SHORT TASK: Report every line of the data below that contains the string "baseball", with case counting.

◇ ◇ ◇ ◇ ◇

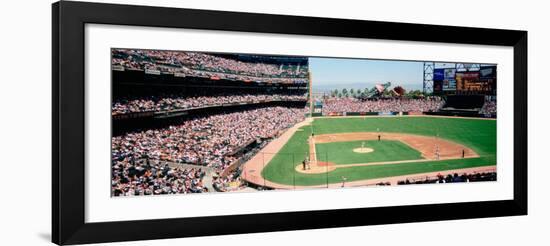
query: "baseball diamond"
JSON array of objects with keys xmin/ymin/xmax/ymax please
[
  {"xmin": 110, "ymin": 48, "xmax": 497, "ymax": 197},
  {"xmin": 244, "ymin": 116, "xmax": 496, "ymax": 188}
]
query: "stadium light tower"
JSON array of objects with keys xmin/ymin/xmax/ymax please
[{"xmin": 422, "ymin": 62, "xmax": 435, "ymax": 94}]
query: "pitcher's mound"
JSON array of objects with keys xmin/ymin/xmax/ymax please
[{"xmin": 353, "ymin": 147, "xmax": 374, "ymax": 154}]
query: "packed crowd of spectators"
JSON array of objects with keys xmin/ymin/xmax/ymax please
[
  {"xmin": 323, "ymin": 97, "xmax": 445, "ymax": 115},
  {"xmin": 479, "ymin": 101, "xmax": 497, "ymax": 115},
  {"xmin": 212, "ymin": 171, "xmax": 245, "ymax": 192},
  {"xmin": 111, "ymin": 94, "xmax": 307, "ymax": 115},
  {"xmin": 111, "ymin": 49, "xmax": 308, "ymax": 83},
  {"xmin": 111, "ymin": 157, "xmax": 208, "ymax": 196},
  {"xmin": 112, "ymin": 107, "xmax": 306, "ymax": 170},
  {"xmin": 397, "ymin": 172, "xmax": 497, "ymax": 185}
]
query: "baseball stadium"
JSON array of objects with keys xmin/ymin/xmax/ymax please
[{"xmin": 111, "ymin": 49, "xmax": 497, "ymax": 197}]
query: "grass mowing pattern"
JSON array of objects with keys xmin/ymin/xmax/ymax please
[
  {"xmin": 315, "ymin": 140, "xmax": 422, "ymax": 165},
  {"xmin": 262, "ymin": 117, "xmax": 496, "ymax": 186}
]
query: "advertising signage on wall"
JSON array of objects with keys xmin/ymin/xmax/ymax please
[
  {"xmin": 444, "ymin": 68, "xmax": 456, "ymax": 79},
  {"xmin": 479, "ymin": 66, "xmax": 497, "ymax": 80},
  {"xmin": 434, "ymin": 68, "xmax": 445, "ymax": 81},
  {"xmin": 456, "ymin": 72, "xmax": 482, "ymax": 91},
  {"xmin": 442, "ymin": 68, "xmax": 456, "ymax": 91}
]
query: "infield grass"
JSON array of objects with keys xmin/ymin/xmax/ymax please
[
  {"xmin": 262, "ymin": 117, "xmax": 497, "ymax": 186},
  {"xmin": 315, "ymin": 140, "xmax": 422, "ymax": 165}
]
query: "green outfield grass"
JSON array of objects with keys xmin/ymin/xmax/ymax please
[
  {"xmin": 262, "ymin": 117, "xmax": 496, "ymax": 186},
  {"xmin": 315, "ymin": 140, "xmax": 422, "ymax": 165}
]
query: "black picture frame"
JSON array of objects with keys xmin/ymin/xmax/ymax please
[{"xmin": 52, "ymin": 1, "xmax": 527, "ymax": 244}]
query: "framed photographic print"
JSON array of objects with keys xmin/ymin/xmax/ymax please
[{"xmin": 52, "ymin": 1, "xmax": 527, "ymax": 244}]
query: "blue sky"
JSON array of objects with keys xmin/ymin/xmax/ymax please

◇ ◇ ◇ ◇ ◇

SOLUTION FOR THIS PROBLEM:
query: "baseball diamond"
query: "baseball stadium"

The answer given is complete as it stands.